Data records
========================================================================

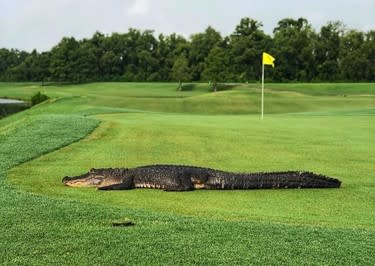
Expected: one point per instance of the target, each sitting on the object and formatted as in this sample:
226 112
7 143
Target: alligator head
93 178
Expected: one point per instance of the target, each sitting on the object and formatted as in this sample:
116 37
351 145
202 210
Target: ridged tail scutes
290 179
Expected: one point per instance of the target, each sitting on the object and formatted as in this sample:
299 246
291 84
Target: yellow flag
268 59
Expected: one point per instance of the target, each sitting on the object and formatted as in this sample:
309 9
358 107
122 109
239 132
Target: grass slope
46 223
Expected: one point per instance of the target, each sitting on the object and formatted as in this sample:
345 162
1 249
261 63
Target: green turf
47 223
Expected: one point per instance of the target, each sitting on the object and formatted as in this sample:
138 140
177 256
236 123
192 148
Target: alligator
186 178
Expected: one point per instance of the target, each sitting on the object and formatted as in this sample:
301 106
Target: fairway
323 128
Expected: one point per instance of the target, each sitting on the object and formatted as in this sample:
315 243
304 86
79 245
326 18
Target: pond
10 106
9 101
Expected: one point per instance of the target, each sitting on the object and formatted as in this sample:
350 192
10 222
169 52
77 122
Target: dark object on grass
123 223
185 178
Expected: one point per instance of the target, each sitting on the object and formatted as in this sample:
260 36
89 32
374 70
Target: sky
41 24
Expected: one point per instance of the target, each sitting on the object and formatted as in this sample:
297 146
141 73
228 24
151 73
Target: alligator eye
96 181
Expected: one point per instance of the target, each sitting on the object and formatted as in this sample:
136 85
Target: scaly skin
185 178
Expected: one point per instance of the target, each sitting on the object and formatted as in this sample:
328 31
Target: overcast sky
40 24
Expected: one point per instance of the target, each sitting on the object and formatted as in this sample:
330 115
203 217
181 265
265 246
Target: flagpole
262 88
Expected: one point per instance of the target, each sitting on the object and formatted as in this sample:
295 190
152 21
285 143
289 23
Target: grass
47 223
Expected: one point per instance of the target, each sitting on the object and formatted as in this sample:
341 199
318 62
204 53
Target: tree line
302 54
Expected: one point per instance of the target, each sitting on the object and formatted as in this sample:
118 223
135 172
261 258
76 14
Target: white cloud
139 7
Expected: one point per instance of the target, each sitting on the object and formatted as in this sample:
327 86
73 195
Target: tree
180 71
201 45
216 66
246 46
354 64
327 51
294 50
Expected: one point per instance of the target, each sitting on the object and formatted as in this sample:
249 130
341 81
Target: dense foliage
302 54
38 98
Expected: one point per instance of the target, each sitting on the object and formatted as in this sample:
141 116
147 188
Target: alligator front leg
124 184
179 182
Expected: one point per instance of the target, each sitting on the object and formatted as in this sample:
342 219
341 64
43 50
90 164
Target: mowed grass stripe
45 229
235 143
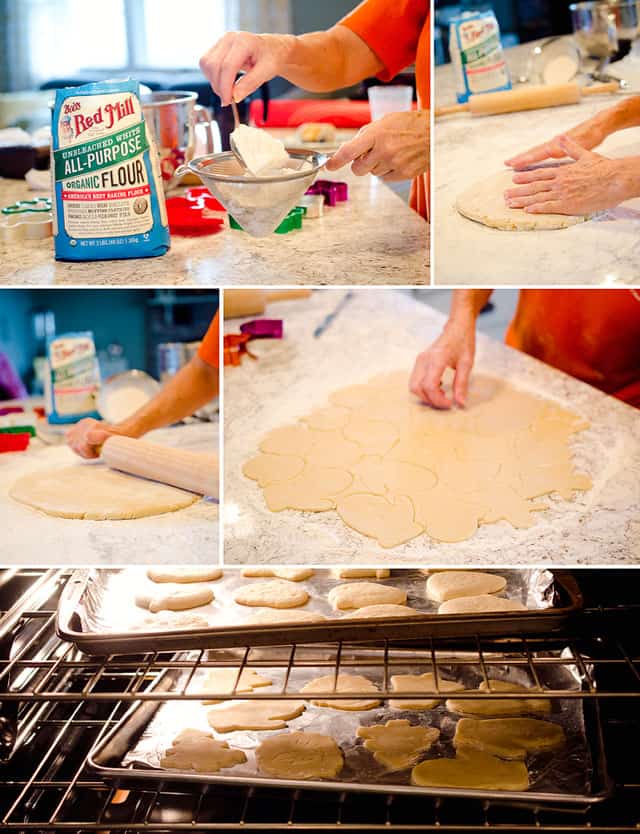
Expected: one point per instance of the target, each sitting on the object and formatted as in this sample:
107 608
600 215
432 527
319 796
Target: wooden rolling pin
240 303
192 471
528 98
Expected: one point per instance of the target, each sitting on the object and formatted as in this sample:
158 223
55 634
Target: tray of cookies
130 610
490 732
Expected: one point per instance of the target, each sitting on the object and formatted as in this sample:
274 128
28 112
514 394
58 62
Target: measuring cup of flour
173 117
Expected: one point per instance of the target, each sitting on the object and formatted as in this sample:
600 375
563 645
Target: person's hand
588 135
455 348
259 56
87 436
395 147
591 183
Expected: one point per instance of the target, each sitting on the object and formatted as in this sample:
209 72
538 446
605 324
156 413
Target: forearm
192 387
325 61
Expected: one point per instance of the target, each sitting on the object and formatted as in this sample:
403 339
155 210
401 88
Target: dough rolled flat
473 770
447 585
95 493
508 738
300 756
484 202
480 604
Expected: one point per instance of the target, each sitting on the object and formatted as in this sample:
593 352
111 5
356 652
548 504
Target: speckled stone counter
383 331
374 238
603 251
34 538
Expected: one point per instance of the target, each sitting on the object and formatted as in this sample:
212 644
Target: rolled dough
300 756
485 203
97 493
397 744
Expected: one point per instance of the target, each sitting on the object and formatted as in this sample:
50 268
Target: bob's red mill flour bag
109 201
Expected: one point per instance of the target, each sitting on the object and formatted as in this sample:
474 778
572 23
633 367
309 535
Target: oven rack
66 703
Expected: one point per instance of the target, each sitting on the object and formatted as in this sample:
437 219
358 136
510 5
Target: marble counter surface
377 332
603 251
34 538
374 238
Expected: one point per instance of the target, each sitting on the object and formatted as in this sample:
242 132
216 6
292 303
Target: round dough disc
96 493
484 203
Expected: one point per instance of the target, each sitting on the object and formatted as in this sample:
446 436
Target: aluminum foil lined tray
97 612
574 774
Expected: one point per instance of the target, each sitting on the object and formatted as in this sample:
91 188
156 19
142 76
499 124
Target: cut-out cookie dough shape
184 574
473 770
480 604
292 574
175 599
225 681
95 493
493 706
359 594
508 738
389 522
313 491
279 593
449 584
421 683
254 715
288 440
397 744
300 756
273 469
382 611
195 750
345 683
375 437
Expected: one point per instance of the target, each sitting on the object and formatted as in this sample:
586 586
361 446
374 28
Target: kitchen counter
603 251
378 332
374 238
31 537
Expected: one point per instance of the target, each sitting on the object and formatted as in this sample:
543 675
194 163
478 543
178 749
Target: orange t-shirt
209 350
399 33
593 335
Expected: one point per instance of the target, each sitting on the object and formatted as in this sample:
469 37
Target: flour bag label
109 201
476 54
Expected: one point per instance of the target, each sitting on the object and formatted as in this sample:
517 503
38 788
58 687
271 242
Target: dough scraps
480 604
397 744
300 756
345 683
393 468
279 593
195 750
361 594
96 493
451 584
508 738
254 715
485 203
500 706
474 770
421 683
184 573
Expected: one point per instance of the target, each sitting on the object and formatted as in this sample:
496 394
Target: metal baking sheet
97 612
576 774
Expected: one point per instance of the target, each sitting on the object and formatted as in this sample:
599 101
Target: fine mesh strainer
259 204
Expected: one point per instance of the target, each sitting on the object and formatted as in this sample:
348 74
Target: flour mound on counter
97 493
484 202
393 469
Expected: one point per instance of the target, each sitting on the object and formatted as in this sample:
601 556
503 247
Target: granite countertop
380 332
602 251
374 238
31 537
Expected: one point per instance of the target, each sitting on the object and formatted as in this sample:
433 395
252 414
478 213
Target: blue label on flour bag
109 201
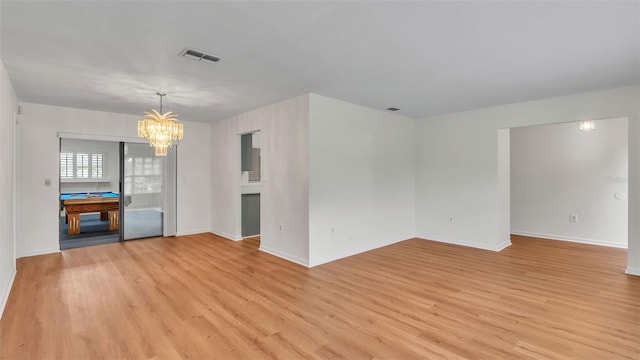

========================================================================

-- What this task involves --
Pictures are not part of the copy. Return every record exactly.

-- Your solution --
Expected: one point per instance of the target, each sitting on the object and formatted as in this sample:
226 112
7 143
Target: alligator head
93 178
Expected: one point per instance of the target, each sitting on the object and formatted as in this sample:
116 37
351 145
202 210
Target: ridged tail scutes
290 179
Expected: one point per instance of the target, each sitting on the object and formatted as in this sample:
299 246
291 84
Target: yellow flag
268 59
Expected: one point per instance of the target, each sitting on the object and formatted as in this sample:
309 9
358 107
122 109
239 132
Target: grass slope
46 223
Expected: one point per instance of the target, each sitting on the object and formatted as in this sample:
345 162
1 249
261 63
Target: green turf
47 223
Expected: one point per instance of the target, each sitting on the object and formatted as in this sample:
138 140
177 256
236 123
192 148
Target: alligator
186 178
Expected: one point per instance of the target, each sitting on the object and formatted as in this sample:
301 106
Target: fairway
323 128
Expected: one point per instance of the target, each sitting on the object and formatted as in this sample:
315 243
304 86
79 245
326 18
Target: pond
10 106
9 101
Expected: one point per instance of the target, each sitting on the object and formatted as in this sample:
350 192
10 222
169 52
77 122
Target: dark object on grass
123 223
185 178
Expected: one point per instance of the target, each sitting on the object and formatted as in this sample:
260 36
89 32
374 70
Target: sky
41 24
Expected: one point per instance of the target, each sitting on the object and formatted as in this sample:
297 146
141 73
228 24
151 73
Target: alligator eye
96 181
Expected: one point per instance of the target, each sitting on the object and formatted as in this sample:
136 85
Target: scaly skin
185 178
Expected: one point per instance of the target, each sitting on the object and formatted as in this sample:
328 31
Target: overcast sky
40 24
Expected: one point per instance of the target, each sitting on the object and formatted as in this sample:
330 115
203 217
181 265
265 246
Target: flagpole
262 88
Expected: one point per instance of the target, each sitting on the object and formatted as in this sample:
295 190
152 21
285 143
289 23
Target: grass
47 223
Expected: one point per instance of the target, each sitting on the object and formatted as in this sample:
341 199
318 62
204 53
Target: tree line
302 54
Expected: one point per instance of the target, each sitting on the object and formatted as in this sample:
118 223
135 172
261 258
76 14
Target: white cloud
139 7
Expected: one point per instance of the target, each sitting on the object and formatted as in this sample:
327 86
73 195
Target: tree
180 71
201 45
216 66
246 46
354 64
327 51
294 50
Expected: one point per instance of the target, each sitting on the object and formatted as in this sample:
249 130
341 81
Target: dense foliage
302 54
38 98
Expected: one point per instance of the target, each sitting on the object and formatted as in this sample:
141 116
147 188
Target: alligator front leg
124 184
179 182
Expected: one point per instance of the target, each sitting on the object and formatted as in this sample:
342 219
341 64
43 50
90 164
Target: mowed grass stripe
45 229
235 143
Expected: one point per instance of the target, each sitting on the object and formatted as in this sample:
107 608
600 215
432 527
319 796
Target: wooden rolling pin
240 303
192 471
528 98
Expected: one point per instance of the target, each sitting on the object and formatted as in this sample:
158 223
55 634
Target: tray of cookies
130 610
490 732
Expected: one point per instance of the target, each sitting on the object and formatted as in this sample:
274 128
28 112
514 394
58 62
Target: measuring cup of flour
173 117
Expected: one point per instance of the target, each sitting on the object and formatted as in this sample:
600 375
563 645
Target: person's hand
588 135
455 348
259 56
87 436
395 147
591 183
Expected: one point per instance of the target, each sitting on the object and formatted as in this sample:
209 72
538 446
605 324
156 413
Target: forearm
192 387
325 61
Expected: one point per instance of the target, each sitting on the object and formatted as in this sample:
403 339
155 210
401 88
Target: dough rolled flat
473 770
447 585
95 493
508 738
300 756
484 202
480 604
Expected: one point per instance of the target, each sitting on the object and formatted as in this sample:
593 352
111 5
356 652
548 504
Target: speckled stone counter
383 331
374 238
603 251
34 538
Expected: one point per instance of the target, each sitting on the object and formatted as in this sample:
212 644
Target: rolled dough
300 756
485 203
97 493
397 744
Expected: one point per instance of the target, each sitting on the object and formatted as in this sample:
50 268
Target: bob's red mill flour bag
109 201
Expected: one point per instance of the target, each sitting on the object and formatted as in this sample:
474 778
572 23
633 367
309 535
Target: oven rack
66 703
Expected: one point per instance of the target, each sitting on the object and formatted as in this sample:
437 219
358 136
510 5
Target: marble counter surface
377 332
603 251
34 538
374 238
Expected: one point per instance of the target, each sitting on the object and formatted as in this sample:
242 132
216 6
292 303
Target: round dough disc
96 493
484 203
Expected: one point per instance of the target, each sitting on the object and formatted as in this sample:
446 436
Target: aluminum foil lined tray
97 612
574 774
Expected: one point per instance of the target, each sitting on the object and formatted as in this sample:
91 188
156 19
142 76
499 124
Target: cut-out cookie dough shape
184 574
473 770
480 604
292 574
175 599
225 681
95 493
493 706
359 594
508 738
389 522
313 491
279 593
449 584
421 683
254 715
288 440
397 744
300 756
273 469
382 611
195 750
345 683
375 437
Expected: one point per instance of the target, each sitting on the object and formatted as in this sample:
586 586
361 446
374 28
Target: kitchen counter
603 251
378 332
374 238
31 537
Expected: one point per instance of the target, each sitting on the object and formatted as in this sample:
543 675
194 163
478 543
178 749
Target: orange t-shirt
209 350
399 33
593 335
Expected: one point per instance of the target, each sitting on the object and formatted as in this sample:
469 37
Target: flour bag label
109 201
476 54
Expected: one point per instance of the target, each sitting on the object and formatted as in this sample:
517 503
38 788
58 687
271 242
Target: dough scraps
480 604
397 744
300 756
345 683
393 468
279 593
195 750
361 594
96 493
451 584
508 738
254 715
485 203
500 706
474 770
421 683
184 573
Expected: one point per instance of the target, each sitting on the object and formatted as in this sample:
496 394
Target: metal baking sheet
97 612
576 774
Expected: one point per instance of the target, each sitting on the object and formatted as in this sample:
599 101
Target: fine mesh strainer
259 204
Expected: one point per instance of the target, each sitting on the object and formatted as in this sample:
348 74
Target: flour mound on counter
97 493
484 202
393 469
Expected: one point per instance of the target, each sitting on the object and formatted as in this sample:
601 556
503 247
Target: granite countertop
380 332
602 251
374 238
31 537
Expected: one point per instance of the target, each sitting on the object and formatted as in this sample:
433 395
252 414
478 213
Target: blue label on flour bag
109 201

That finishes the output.